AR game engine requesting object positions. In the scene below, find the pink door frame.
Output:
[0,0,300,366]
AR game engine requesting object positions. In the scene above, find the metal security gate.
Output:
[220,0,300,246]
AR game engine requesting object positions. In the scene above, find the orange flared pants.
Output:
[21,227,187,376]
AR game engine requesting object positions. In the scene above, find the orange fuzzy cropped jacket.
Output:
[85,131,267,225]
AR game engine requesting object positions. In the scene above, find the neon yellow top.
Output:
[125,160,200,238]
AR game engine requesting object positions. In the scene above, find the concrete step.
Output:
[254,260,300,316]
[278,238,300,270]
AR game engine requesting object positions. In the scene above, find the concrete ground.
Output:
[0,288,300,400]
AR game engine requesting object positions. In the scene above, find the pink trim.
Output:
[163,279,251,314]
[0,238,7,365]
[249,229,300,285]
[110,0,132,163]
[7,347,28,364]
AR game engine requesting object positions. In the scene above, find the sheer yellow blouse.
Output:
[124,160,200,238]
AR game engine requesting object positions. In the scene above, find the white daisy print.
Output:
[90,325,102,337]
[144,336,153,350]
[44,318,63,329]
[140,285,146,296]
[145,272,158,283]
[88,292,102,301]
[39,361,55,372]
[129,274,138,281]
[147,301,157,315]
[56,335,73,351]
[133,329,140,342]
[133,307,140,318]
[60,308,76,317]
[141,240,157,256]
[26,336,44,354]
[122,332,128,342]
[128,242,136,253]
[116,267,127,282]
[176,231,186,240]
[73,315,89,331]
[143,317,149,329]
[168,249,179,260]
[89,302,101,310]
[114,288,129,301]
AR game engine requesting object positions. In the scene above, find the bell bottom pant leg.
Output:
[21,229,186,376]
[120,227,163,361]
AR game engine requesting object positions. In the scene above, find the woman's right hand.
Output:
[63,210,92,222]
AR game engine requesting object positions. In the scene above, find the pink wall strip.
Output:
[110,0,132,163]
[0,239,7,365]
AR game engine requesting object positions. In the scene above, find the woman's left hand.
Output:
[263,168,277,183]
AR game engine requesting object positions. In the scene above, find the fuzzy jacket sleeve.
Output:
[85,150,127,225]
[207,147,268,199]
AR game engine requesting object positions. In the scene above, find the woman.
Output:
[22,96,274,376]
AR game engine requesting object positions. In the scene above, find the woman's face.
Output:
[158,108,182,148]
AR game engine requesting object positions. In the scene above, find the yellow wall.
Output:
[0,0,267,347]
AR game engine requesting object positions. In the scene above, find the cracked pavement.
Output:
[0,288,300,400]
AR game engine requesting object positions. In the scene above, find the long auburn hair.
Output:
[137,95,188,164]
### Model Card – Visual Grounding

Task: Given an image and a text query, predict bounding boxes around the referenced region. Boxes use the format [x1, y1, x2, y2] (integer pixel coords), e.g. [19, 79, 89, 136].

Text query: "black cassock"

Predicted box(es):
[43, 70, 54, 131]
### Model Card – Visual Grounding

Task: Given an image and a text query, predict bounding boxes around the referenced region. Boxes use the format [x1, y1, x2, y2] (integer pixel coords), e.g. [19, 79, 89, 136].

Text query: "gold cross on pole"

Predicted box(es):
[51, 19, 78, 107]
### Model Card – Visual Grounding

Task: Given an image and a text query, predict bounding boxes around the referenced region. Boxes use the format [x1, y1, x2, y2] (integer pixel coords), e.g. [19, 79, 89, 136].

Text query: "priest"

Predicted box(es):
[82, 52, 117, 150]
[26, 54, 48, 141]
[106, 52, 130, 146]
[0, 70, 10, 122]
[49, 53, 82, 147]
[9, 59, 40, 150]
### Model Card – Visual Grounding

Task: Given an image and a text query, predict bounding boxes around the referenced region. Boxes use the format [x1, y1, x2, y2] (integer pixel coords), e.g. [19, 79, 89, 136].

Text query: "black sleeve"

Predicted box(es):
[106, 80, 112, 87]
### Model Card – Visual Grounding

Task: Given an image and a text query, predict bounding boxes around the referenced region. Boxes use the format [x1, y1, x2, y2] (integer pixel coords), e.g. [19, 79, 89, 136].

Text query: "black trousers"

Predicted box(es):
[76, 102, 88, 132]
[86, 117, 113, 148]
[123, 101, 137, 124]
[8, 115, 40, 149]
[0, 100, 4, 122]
==============================
EXERCISE AIM
Return, word for word, the lines starting at the one containing "woman's right hand." and ending at the one containing "[158,108,182,148]", with both of those lines included.

TASK RESPONSE
AR game engine requesting object positions. In the scene above, find the woman's right hand.
Output:
[63,210,92,222]
AR game engine requesting object positions. In the scene above, find the pink wall strip.
Output:
[110,0,132,163]
[0,239,7,365]
AR game engine requesting object positions. In the scene above, find the woman's left hand.
Output:
[263,168,277,183]
AR game engine requesting object positions. In the scene above, find the fuzzy jacket sleeve.
Output:
[85,150,127,225]
[207,147,268,199]
AR game engine requesting object positions. In the scene above, find the woman.
Output:
[22,96,274,376]
AR game engine requesting object positions. In the scene above, find the woman's face.
Output:
[158,108,182,148]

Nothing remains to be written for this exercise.